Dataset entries
------------

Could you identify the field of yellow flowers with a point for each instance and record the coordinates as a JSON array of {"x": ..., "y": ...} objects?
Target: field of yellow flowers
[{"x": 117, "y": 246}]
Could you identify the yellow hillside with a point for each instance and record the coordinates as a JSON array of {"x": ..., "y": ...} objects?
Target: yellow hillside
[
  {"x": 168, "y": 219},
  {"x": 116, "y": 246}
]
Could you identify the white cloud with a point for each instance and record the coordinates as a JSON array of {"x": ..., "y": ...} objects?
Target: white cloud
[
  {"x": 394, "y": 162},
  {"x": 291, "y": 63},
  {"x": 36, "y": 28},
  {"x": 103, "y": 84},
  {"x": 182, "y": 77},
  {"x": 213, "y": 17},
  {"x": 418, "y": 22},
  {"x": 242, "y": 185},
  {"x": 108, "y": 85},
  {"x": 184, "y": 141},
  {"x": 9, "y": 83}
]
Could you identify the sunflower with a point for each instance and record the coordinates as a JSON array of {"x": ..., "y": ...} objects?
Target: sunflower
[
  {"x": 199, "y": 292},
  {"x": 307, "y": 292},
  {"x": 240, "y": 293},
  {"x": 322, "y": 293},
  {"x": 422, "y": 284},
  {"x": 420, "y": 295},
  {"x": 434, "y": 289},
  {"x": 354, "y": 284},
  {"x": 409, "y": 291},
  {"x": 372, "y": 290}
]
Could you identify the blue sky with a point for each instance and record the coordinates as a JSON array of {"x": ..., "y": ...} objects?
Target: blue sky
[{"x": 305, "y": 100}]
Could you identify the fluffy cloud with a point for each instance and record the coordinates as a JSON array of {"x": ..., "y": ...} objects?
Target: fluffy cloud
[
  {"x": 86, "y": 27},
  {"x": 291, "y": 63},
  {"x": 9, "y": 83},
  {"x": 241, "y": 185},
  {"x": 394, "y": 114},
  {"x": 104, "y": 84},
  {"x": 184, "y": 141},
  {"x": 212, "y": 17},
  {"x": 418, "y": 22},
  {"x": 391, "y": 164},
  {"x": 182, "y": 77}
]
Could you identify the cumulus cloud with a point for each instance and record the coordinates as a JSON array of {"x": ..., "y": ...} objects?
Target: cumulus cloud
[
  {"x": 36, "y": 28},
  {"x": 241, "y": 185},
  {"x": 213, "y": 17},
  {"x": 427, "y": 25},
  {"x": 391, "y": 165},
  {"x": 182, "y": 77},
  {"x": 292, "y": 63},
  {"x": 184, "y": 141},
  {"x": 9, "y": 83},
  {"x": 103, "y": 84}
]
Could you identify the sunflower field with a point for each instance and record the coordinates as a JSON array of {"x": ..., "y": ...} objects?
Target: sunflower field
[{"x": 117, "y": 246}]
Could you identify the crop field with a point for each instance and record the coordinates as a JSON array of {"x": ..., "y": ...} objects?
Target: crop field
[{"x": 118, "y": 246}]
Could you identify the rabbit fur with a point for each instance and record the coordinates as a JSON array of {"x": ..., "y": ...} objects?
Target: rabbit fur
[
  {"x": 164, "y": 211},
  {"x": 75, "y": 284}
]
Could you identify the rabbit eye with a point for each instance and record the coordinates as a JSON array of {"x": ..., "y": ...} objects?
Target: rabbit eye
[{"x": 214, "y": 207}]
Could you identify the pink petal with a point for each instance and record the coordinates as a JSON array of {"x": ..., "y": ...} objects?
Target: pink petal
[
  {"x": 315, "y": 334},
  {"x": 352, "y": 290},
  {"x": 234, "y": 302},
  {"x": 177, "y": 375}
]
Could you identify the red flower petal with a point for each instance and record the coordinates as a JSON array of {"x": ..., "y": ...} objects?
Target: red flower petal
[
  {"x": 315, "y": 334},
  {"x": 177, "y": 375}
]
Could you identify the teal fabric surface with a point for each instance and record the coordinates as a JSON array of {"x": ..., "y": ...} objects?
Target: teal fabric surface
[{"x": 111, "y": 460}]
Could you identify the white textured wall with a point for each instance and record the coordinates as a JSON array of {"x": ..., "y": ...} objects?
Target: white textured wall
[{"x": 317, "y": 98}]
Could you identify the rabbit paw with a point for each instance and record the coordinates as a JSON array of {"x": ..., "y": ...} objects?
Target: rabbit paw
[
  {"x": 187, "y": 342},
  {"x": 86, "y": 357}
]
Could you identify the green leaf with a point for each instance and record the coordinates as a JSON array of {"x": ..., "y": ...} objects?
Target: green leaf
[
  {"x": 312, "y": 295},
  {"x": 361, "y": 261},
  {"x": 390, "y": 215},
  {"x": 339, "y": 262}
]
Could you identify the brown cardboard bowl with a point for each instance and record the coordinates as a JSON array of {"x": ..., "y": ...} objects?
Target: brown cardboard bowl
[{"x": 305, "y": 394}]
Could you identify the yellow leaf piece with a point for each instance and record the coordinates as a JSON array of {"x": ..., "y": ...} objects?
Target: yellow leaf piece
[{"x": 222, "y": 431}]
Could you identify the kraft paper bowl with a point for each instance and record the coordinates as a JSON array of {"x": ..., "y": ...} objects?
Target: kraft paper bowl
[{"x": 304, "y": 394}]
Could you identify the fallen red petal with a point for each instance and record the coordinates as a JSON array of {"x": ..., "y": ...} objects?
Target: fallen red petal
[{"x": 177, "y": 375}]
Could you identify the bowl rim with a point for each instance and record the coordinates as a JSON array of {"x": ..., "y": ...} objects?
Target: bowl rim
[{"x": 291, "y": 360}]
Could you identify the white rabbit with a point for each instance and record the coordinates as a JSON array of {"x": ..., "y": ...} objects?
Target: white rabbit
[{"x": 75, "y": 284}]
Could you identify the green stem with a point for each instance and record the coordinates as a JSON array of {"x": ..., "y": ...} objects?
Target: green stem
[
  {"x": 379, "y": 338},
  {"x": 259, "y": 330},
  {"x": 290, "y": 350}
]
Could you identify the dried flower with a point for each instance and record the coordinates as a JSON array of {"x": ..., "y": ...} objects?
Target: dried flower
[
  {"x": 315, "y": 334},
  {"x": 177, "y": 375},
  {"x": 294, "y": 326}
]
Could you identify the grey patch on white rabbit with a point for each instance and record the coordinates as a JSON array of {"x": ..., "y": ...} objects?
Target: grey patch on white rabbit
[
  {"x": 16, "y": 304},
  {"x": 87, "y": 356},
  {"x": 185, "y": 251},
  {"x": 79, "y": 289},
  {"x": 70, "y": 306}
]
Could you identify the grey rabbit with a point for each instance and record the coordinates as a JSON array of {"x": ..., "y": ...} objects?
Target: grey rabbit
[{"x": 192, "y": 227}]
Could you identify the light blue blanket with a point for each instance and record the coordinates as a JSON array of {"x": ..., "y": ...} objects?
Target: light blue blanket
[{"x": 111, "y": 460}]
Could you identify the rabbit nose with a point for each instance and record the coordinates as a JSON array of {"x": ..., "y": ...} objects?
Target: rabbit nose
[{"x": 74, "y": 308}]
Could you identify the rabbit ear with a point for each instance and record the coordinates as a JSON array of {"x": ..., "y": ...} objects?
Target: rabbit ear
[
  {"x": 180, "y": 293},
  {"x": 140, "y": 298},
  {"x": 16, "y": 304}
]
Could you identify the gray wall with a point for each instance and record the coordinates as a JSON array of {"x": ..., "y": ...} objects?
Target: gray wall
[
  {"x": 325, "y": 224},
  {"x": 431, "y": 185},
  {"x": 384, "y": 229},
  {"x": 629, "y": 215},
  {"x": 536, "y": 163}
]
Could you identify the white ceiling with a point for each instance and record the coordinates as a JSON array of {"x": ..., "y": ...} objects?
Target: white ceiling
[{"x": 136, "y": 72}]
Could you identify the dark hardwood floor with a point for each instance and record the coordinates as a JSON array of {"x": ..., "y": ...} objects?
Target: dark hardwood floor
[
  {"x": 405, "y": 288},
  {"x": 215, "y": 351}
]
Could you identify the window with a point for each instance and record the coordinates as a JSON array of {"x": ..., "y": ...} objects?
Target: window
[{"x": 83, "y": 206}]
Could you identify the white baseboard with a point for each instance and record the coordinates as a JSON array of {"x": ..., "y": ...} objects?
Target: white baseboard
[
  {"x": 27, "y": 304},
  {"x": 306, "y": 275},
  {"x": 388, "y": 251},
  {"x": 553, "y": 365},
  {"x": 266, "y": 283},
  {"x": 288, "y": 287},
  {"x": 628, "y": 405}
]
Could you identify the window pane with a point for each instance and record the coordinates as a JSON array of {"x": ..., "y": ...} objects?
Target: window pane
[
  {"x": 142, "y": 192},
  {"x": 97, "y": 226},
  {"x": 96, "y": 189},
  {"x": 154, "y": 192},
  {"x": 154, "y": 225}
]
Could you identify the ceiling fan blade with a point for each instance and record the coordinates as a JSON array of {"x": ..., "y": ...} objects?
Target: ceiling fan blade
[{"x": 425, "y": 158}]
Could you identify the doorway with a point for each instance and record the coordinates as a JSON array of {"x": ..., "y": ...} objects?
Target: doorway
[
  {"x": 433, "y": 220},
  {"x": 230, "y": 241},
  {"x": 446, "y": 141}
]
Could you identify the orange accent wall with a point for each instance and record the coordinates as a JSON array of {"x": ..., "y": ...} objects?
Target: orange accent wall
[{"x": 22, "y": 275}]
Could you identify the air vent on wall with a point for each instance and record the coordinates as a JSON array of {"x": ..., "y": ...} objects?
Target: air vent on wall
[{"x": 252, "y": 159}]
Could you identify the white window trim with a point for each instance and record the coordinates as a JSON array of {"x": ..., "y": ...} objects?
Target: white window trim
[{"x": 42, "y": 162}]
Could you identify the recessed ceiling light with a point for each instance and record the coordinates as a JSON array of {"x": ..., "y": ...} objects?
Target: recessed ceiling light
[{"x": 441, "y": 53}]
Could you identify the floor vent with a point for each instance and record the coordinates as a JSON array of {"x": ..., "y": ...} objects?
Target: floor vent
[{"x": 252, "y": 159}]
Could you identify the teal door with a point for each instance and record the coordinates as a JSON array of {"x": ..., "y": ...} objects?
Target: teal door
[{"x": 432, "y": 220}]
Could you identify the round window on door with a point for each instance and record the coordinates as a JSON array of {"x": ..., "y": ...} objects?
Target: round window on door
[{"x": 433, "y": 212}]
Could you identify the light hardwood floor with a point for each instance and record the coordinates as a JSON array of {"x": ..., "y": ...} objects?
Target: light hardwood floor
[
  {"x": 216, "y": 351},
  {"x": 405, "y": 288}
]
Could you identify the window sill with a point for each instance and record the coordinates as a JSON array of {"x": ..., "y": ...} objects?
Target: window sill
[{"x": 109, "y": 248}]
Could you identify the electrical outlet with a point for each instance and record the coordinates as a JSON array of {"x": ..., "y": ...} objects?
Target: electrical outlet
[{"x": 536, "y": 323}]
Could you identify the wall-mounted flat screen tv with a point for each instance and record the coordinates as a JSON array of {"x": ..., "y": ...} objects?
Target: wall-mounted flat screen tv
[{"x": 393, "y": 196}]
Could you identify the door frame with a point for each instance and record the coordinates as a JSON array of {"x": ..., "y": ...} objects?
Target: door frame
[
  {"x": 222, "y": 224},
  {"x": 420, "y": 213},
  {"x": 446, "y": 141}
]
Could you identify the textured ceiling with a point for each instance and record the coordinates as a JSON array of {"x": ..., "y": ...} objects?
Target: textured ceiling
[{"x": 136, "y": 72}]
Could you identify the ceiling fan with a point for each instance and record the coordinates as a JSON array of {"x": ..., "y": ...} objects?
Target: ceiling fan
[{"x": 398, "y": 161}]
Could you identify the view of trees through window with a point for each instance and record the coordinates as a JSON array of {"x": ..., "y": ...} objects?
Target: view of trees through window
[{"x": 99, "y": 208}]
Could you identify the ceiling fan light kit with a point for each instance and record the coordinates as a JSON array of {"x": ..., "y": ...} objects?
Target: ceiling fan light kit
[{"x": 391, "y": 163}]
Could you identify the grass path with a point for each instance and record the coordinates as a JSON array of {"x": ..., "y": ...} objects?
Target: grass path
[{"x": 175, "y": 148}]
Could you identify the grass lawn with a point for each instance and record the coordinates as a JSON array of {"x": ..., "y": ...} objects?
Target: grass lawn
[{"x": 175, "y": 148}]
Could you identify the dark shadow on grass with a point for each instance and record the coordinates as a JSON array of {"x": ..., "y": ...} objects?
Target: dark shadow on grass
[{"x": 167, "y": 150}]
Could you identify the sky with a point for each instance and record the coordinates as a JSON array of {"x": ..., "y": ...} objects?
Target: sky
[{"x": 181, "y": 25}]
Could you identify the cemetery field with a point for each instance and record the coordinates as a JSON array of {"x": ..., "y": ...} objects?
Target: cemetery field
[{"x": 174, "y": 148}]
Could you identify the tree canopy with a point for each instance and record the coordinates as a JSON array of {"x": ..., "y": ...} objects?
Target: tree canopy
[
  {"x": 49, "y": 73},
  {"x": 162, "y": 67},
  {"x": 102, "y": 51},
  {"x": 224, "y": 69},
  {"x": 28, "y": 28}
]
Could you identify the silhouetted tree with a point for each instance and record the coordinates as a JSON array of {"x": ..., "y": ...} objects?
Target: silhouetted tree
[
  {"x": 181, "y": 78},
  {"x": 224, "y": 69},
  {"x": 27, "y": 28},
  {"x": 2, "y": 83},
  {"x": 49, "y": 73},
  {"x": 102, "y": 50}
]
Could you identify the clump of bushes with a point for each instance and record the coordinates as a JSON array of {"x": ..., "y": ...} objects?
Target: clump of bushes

------------

### [WHAT THIS TASK INVOLVES]
Give only the lines from the one holding "Target: yellow hillside" through the one holding "Could you identify the sunflower with", each restated exactly as it appears above.

### [REPLY TO THE TASK]
Target: yellow hillside
[
  {"x": 168, "y": 219},
  {"x": 116, "y": 246}
]
Could you identify the white cloud with a point for each instance and record the coordinates as a JSON array of {"x": ..., "y": ...} objects?
Target: white cloud
[
  {"x": 394, "y": 162},
  {"x": 291, "y": 63},
  {"x": 36, "y": 28},
  {"x": 103, "y": 84},
  {"x": 182, "y": 77},
  {"x": 213, "y": 17},
  {"x": 418, "y": 22},
  {"x": 242, "y": 185},
  {"x": 108, "y": 85},
  {"x": 184, "y": 141},
  {"x": 9, "y": 83}
]
Could you identify the sunflower with a point for each instance and record the coordinates as a JSON array of {"x": ..., "y": ...} objects?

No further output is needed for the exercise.